**WORK REQUIRED:** The word "cabinet" appears in some lines of the listing below; report how many such lines there are, and nothing else.

======== DATA PROVIDED

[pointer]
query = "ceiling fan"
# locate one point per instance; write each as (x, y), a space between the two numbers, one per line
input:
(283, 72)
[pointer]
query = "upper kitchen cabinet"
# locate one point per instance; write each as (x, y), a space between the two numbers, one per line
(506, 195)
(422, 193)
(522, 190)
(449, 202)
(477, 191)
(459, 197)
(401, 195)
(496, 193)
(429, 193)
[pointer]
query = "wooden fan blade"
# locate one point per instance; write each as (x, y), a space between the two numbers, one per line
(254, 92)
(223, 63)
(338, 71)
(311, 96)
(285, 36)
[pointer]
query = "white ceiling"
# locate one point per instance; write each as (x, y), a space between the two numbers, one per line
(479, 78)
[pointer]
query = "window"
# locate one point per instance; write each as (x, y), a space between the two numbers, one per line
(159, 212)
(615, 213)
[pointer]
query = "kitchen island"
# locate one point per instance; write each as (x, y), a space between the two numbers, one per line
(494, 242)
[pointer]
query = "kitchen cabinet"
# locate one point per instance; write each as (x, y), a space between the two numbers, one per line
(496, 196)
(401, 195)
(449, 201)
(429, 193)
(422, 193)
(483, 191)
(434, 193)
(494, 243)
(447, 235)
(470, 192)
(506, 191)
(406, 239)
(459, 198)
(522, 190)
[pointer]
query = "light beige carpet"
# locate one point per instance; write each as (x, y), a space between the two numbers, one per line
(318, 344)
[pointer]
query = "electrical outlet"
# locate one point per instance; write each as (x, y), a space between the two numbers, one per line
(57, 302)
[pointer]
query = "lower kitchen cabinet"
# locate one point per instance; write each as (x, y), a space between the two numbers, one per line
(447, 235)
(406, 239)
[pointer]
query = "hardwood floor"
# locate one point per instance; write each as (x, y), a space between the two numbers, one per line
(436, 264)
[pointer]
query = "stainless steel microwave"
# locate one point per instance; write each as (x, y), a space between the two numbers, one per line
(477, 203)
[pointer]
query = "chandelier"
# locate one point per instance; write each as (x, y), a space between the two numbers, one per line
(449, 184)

================

**OUTPUT OF THE TASK:** 3